— Begin Material —

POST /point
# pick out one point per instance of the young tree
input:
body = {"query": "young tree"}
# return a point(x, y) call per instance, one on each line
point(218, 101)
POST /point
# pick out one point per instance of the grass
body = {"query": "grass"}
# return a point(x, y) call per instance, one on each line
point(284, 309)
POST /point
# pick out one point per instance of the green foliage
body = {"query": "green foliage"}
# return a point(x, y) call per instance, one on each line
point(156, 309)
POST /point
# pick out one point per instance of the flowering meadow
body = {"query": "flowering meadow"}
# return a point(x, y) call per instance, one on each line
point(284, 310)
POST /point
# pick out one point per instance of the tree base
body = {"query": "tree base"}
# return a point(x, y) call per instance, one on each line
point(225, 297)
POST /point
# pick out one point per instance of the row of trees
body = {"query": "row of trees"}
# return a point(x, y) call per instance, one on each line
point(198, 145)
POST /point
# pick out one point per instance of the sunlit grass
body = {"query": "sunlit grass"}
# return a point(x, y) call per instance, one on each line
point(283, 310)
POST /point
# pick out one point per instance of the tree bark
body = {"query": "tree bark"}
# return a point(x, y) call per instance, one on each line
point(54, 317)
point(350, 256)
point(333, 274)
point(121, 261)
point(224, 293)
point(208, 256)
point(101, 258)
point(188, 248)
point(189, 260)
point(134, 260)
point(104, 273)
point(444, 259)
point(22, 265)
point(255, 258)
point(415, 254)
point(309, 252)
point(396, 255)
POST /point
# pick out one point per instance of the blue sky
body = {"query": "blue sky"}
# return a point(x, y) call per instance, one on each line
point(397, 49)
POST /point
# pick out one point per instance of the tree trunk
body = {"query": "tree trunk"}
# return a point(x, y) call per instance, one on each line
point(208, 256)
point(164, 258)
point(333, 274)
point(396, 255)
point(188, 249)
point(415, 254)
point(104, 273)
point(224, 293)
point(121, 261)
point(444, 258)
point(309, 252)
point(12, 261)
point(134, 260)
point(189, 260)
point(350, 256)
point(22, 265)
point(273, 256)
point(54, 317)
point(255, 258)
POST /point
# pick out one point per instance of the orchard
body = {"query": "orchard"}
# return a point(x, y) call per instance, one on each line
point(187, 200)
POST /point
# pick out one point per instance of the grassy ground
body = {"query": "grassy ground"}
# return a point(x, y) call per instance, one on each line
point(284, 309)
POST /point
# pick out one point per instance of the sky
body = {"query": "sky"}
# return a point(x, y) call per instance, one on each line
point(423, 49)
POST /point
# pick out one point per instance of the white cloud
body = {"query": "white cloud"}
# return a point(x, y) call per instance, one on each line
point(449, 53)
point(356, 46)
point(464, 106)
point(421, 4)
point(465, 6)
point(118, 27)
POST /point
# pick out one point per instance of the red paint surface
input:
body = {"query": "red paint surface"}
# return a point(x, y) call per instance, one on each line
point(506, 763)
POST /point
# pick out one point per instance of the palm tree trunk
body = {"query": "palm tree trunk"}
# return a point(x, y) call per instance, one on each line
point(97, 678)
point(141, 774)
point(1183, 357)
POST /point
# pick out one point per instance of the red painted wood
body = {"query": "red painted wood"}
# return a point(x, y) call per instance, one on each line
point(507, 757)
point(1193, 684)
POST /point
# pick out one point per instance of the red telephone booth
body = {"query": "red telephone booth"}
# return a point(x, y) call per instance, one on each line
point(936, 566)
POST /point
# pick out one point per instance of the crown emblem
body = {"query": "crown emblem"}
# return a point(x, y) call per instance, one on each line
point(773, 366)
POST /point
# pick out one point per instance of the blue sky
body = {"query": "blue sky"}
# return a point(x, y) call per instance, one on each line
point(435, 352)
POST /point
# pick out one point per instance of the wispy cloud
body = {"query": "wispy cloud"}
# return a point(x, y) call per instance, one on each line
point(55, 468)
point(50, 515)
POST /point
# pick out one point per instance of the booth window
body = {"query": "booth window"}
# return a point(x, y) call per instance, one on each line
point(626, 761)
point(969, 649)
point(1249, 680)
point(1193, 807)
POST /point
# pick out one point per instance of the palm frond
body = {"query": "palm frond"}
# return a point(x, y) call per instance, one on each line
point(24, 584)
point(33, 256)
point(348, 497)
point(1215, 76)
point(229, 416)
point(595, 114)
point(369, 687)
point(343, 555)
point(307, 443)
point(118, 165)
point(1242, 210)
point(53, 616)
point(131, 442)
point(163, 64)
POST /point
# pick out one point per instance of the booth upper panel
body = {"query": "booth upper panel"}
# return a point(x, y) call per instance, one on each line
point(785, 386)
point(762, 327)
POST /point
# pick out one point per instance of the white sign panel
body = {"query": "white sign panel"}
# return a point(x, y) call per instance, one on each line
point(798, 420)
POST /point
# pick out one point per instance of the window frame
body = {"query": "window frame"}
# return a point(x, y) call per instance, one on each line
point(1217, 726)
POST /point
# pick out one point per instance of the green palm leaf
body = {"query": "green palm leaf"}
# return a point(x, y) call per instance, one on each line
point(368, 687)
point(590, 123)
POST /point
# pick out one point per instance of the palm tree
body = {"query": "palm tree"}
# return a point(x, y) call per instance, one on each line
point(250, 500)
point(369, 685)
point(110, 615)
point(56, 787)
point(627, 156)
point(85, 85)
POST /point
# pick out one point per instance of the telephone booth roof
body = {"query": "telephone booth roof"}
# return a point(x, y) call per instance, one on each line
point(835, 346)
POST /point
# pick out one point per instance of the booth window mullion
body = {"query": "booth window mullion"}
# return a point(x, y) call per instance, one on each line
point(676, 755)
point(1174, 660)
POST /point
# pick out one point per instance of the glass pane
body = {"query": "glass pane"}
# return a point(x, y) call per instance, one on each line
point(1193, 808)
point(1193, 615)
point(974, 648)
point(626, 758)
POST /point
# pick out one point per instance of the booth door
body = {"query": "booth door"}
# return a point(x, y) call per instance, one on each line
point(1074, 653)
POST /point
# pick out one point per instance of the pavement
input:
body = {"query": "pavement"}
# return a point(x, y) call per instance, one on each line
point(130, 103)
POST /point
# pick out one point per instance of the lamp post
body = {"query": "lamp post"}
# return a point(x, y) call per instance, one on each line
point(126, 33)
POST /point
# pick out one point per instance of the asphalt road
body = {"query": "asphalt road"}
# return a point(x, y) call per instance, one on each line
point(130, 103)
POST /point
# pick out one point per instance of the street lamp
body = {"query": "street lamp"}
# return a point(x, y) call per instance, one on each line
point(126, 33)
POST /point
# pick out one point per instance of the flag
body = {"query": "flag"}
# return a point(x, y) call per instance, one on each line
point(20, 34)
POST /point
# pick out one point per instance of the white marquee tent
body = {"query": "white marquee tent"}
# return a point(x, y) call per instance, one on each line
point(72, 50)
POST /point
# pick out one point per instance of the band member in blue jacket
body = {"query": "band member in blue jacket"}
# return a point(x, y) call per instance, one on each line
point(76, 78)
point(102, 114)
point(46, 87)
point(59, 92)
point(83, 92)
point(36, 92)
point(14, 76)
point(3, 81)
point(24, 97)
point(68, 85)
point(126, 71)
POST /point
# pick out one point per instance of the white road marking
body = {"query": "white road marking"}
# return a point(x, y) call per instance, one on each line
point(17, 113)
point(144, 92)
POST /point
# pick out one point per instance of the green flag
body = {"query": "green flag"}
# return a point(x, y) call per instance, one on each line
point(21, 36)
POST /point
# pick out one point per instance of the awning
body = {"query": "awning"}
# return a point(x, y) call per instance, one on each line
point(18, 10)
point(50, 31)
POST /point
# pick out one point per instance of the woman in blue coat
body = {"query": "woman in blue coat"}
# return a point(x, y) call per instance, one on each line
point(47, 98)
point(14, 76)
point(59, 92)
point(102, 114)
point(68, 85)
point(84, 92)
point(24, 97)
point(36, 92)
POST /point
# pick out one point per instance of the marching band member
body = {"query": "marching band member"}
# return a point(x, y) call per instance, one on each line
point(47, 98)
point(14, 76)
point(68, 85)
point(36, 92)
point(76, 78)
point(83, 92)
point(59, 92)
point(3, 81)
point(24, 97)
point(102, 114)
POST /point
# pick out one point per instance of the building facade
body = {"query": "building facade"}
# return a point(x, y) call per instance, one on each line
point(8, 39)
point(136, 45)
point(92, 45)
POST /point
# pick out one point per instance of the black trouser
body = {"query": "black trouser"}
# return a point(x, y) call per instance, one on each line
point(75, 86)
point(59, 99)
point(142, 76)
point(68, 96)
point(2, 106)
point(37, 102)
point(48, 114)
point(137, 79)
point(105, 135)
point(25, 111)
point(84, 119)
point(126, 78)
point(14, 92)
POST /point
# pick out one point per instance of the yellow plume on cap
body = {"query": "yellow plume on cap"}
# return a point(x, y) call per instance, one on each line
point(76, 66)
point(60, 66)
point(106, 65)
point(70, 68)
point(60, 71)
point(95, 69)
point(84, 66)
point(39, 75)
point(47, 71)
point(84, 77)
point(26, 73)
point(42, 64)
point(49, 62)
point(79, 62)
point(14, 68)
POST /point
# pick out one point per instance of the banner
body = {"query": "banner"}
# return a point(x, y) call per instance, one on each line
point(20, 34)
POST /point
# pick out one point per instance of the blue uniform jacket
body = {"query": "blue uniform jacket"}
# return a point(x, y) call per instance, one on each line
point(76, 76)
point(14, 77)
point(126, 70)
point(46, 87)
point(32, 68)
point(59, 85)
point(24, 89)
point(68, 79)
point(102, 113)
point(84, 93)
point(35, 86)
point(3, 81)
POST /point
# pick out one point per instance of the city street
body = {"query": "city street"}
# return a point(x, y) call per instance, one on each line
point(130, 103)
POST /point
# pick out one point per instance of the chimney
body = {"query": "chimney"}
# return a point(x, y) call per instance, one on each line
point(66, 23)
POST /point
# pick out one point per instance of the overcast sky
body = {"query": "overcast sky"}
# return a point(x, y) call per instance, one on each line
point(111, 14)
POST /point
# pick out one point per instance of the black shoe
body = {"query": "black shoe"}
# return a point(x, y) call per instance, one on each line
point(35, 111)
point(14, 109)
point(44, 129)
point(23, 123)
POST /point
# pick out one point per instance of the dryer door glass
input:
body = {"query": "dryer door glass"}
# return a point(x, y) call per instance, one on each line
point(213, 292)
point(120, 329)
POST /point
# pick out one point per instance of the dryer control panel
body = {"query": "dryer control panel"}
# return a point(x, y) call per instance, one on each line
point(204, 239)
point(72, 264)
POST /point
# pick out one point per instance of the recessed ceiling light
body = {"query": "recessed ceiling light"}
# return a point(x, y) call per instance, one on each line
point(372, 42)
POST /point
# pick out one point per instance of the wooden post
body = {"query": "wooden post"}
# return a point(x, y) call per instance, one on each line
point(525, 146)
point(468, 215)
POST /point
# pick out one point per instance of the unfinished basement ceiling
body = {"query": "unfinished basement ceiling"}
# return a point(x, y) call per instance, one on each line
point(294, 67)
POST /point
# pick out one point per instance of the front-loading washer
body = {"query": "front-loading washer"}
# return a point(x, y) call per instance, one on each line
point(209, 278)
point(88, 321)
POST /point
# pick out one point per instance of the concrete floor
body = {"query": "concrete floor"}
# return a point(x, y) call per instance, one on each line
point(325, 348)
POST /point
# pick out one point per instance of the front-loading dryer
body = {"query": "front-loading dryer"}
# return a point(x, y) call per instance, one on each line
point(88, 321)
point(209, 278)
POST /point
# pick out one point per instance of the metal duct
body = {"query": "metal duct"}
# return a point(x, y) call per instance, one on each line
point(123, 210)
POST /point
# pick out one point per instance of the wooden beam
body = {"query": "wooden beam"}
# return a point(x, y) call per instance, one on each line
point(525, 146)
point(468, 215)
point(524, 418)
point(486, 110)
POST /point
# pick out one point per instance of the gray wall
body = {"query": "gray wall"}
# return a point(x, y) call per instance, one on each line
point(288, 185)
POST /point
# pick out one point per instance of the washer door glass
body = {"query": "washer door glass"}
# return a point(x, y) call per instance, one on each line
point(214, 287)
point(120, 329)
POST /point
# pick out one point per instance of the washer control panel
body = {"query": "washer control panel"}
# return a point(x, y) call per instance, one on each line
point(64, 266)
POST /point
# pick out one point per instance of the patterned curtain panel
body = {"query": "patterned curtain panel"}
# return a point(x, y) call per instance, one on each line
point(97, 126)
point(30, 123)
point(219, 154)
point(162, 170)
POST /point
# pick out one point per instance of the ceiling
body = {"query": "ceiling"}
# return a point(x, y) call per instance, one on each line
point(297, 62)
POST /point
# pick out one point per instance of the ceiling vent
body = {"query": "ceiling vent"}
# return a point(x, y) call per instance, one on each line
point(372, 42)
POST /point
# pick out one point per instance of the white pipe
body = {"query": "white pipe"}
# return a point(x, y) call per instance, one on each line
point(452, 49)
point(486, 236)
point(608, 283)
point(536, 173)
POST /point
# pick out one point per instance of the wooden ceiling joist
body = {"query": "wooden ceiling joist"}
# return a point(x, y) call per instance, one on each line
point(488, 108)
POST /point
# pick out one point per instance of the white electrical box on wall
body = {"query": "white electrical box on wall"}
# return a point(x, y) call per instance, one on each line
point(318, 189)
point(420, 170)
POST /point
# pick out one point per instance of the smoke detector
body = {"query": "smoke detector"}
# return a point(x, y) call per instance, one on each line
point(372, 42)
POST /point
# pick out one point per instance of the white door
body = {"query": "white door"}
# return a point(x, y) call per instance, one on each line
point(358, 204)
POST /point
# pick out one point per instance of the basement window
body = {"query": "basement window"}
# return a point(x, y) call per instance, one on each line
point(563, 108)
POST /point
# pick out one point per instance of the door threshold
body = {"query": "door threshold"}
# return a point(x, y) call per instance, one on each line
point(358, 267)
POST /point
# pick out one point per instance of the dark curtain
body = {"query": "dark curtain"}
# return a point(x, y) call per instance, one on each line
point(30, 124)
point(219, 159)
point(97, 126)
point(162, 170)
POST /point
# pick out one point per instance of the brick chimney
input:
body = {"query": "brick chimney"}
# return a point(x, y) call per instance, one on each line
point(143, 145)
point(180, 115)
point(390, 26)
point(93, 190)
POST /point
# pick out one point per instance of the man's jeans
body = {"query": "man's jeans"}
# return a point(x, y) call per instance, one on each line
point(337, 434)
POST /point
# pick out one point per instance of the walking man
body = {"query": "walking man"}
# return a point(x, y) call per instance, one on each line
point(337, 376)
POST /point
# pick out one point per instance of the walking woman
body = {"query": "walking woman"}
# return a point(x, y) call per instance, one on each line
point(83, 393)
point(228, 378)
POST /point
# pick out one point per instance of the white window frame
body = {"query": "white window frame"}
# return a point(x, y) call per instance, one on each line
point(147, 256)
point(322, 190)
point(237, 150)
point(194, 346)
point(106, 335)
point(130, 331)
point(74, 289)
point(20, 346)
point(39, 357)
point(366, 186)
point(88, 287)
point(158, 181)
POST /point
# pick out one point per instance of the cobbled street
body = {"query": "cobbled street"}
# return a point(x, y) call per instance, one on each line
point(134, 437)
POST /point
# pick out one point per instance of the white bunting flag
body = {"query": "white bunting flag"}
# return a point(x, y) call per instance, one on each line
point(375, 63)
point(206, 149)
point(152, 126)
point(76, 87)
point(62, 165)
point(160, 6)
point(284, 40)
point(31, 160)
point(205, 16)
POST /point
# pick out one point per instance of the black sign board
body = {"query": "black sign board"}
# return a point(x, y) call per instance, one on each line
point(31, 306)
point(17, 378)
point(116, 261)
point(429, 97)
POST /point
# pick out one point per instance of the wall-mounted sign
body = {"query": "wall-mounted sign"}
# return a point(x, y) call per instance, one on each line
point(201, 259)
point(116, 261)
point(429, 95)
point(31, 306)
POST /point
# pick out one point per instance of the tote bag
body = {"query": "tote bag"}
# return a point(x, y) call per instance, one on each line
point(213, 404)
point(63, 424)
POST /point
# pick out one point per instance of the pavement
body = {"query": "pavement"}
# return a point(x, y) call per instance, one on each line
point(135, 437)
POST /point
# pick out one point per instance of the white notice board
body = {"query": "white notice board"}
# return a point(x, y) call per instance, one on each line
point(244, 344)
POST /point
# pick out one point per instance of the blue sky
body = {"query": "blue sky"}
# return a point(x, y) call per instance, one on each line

— End Material —

[Exercise task] Extract every line of the entries above that contains the string "walking", matching case exactly.

[Reply]
# pick out one point per instance of the walking man
body = {"query": "walking man"}
# pick out one point per instance of the walking woman
body = {"query": "walking woman"}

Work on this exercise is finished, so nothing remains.